**WRITTEN EXERCISE**:
Rewrite only the records between the line holding "bird's foot ->" and the end of the records, inclusive, scaling every x and y coordinate in the answers by 1.75 and rounding to whole numbers, with halves going up. Keep the request lines as they are, and leave the pictures out.

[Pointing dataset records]

— Begin —

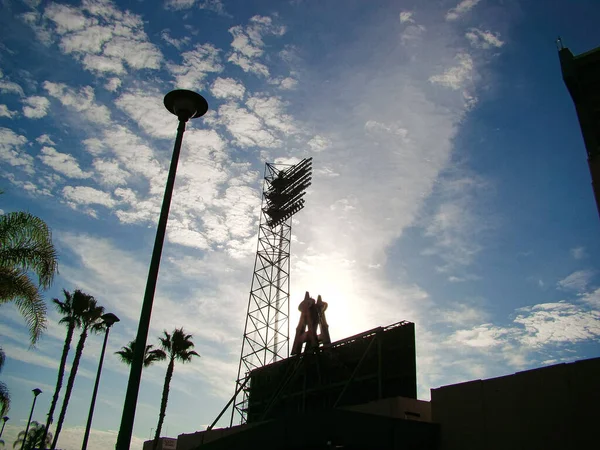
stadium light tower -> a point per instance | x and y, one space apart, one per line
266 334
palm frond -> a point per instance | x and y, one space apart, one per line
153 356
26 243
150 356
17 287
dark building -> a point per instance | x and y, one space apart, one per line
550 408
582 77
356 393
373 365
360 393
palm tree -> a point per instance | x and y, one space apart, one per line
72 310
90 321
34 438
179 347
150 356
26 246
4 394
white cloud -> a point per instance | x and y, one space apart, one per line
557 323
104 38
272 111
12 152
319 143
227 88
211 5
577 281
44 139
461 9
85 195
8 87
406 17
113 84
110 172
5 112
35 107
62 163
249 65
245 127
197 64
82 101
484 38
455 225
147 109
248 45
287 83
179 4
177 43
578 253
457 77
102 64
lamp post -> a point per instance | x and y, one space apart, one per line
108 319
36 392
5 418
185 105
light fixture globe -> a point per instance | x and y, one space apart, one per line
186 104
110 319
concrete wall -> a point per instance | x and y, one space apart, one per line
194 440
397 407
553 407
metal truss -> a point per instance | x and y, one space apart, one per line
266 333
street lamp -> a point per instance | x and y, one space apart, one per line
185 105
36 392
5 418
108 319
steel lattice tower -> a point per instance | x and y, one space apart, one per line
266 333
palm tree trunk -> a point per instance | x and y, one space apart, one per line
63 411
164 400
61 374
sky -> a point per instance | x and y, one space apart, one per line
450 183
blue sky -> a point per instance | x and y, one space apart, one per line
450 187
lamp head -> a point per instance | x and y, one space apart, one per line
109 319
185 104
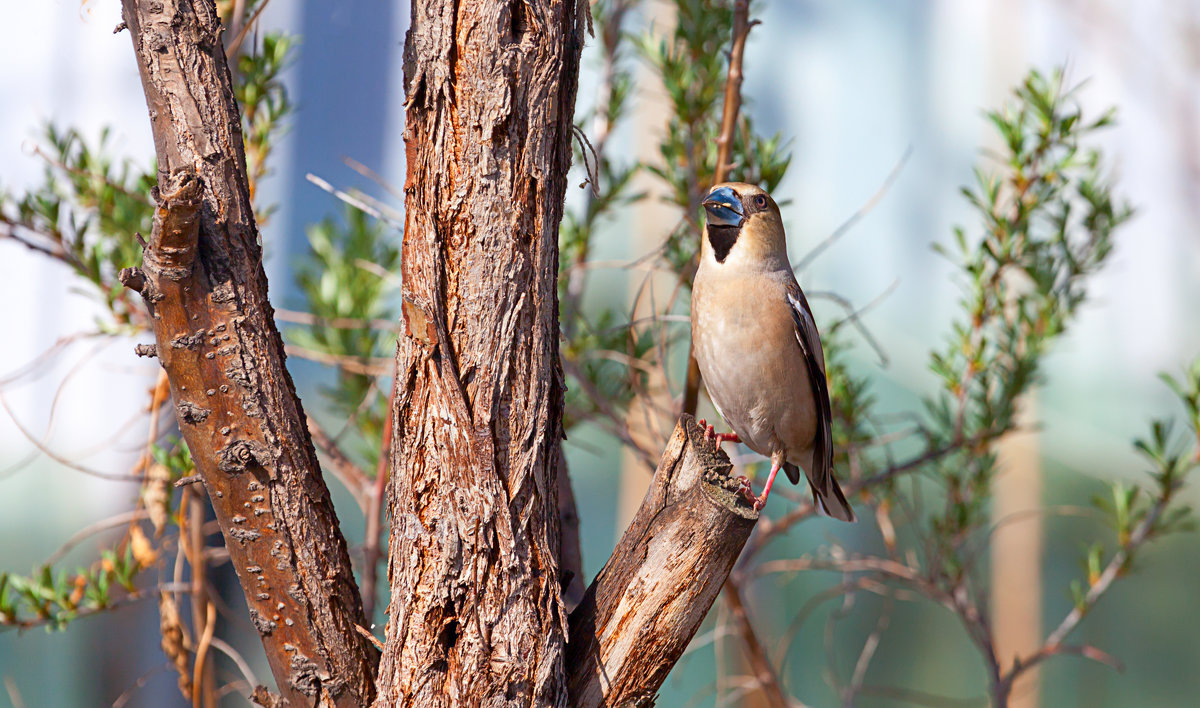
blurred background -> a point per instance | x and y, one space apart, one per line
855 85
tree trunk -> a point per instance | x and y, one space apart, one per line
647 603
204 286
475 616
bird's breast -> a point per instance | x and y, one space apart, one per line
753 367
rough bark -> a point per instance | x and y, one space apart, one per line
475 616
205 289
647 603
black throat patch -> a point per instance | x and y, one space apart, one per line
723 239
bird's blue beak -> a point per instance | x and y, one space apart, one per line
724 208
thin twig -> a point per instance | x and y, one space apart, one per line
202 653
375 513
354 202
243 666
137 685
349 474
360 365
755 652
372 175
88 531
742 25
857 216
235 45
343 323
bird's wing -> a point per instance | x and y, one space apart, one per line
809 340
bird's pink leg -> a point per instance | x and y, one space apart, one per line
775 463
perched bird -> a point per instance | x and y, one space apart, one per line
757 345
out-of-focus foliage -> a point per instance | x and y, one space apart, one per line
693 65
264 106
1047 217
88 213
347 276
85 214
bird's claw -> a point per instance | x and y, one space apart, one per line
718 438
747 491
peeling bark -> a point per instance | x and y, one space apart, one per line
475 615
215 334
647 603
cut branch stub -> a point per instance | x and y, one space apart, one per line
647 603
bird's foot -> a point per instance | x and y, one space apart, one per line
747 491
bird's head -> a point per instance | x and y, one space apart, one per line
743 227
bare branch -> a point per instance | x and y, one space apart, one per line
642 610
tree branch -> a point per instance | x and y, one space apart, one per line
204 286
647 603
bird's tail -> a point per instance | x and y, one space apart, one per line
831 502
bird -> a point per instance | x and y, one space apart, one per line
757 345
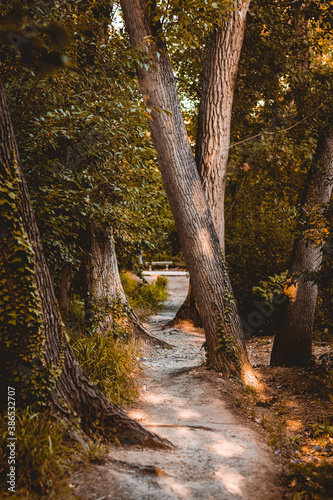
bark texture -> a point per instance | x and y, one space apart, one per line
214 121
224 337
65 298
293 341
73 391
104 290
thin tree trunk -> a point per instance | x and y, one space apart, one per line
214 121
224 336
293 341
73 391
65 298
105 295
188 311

— End —

**CORRECT ANSWER**:
bird's foot -> a point per instance | x and y, one space apart, one per line
1307 859
bird's head -> a point per instance | x and y, one space apart, one per line
1300 397
bare branch -> a point per instance | x and y, one space apart, one per line
1124 1068
tree branch -> a point per instance | x and y, one space apart, one per line
357 501
1132 1055
bird's tail -> a point per instance | x and y, one space apart, one per line
1454 879
bird -> a point per instance | x and y, one space apart, one per line
1325 604
bark texture -> a point per instance | x and y, one space apart, one per line
375 212
392 590
114 522
513 597
128 684
182 508
thin tree trunk -> a point per instance | x and y, one space apart, one per line
375 212
392 588
513 597
128 684
114 522
184 516
329 544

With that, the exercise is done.